SOURCE DOCUMENT =

■ ■ ■ ■

One quick scroll through your social media apps will tell you how people deal with the pandemic. With more time on their hands, many people find themselves in their kitchen, baking cookies and sourdough bread. Others spend their days gardening, binge-watching Netflix, and catching up with families online.

But as lockdowns are easing and cities are reopening, can we maintain these newly formed habits? The pandemic has claimed many lives, made people feel isolated, and put many essential workers in danger. However, the quarantine also offered some of us a rare opportunity. That is to question the fundamentals of the “normal” we had all come to accept. We got to pause, reflect on our lives, and even reshape them.

The post-lockdown world still comes with uncertainties. To cope with the “new normal” or even influence how it will play out, here are some quarantine habits we should keep doing:

Slowing down and relishing life’s meaningful moments

Shelter-in-place measures have made us realize we’ve spent years rushing through life, working over 40 hours a week, and filling every waking moment with a commitment of some kind. Stuck at home, we got to reconnect with what’s more important: family, friends, pets, and forgotten hobbies and passions.

While it’s worth noting that slowing down entails a great deal of privilege—those who’ve lost their jobs wish they could be working more—it can still help reshape the so-called fast-paced corporate world.

Prioritizing time with family and friends

Several people came to appreciate the family members and friends who’ve been there for them during the quarantine. It’s this group that they want to spend more time with even after the pandemic ends. Others reached out to people they hadn’t spoken to in ages. They suddenly found themselves video-calling their estranged family members in a hospice care facility or old college roommates living on the other side of the world. With or without pandemic, our family and friends should always come first.

■ ■ ■ ■

Stored records

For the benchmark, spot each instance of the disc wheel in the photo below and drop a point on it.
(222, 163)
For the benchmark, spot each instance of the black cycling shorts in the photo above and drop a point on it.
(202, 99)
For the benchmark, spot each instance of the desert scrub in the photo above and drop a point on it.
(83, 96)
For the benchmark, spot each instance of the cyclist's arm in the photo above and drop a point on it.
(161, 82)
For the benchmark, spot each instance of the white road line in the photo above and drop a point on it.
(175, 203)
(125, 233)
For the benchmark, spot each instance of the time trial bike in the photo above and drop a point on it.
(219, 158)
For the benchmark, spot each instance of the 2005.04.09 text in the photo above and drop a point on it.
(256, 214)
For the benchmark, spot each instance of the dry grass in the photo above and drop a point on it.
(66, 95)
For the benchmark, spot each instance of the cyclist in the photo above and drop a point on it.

■ ■ ■ ■

DIRECTIONS =
**1.** In the text on quarantine habits, what does the author say slowing down entails a great deal of?
**2.** Continue the text on quarantine habits worth keeping after lockdown, starting after its last sentence.

ANSWERS FOR THE TASKS =
**1.** Privilege.

**2.**
Baking, gardening, and other new hobbies

mom and daughter bakingWhile baking and gardening may not directly help us survive a deadly virus, they provide us with a sense of competence, control, and accomplishment. #Quarantinebaking is more than a trendy hashtag; it’s a collective display that our survival instincts are kicking in. Because when we feel uncertain about the world, we cling to things that make us feel secure about our ability to survive.

Feelings of anxiety won’t go away in the post-lockdown era. Hobbies that can ground us and feel us confident about our ability to survive in difficult situations are worth keeping.

Being mindful about consumerism

As malls, restaurants, and bars shut their doors, many realized their consumer behavior only brought instant gratification, not lasting happiness. Others suddenly saw the value of saving up and building emergency funds. In turn, more and more people became mindful of consumerism.

From food to clothes and gadgets, continue consuming consciously. Under post-lockdown, it’s also helpful to support local businesses instead of going back to purchasing the majority of your needs from big, national retailers.

Anyone who has ever tried to have a New Year’s resolution knows that maintaining new habits is difficult. But hopefully, this extreme change in our “normal” lives pushes us to shape a more fulfilling “new normal.”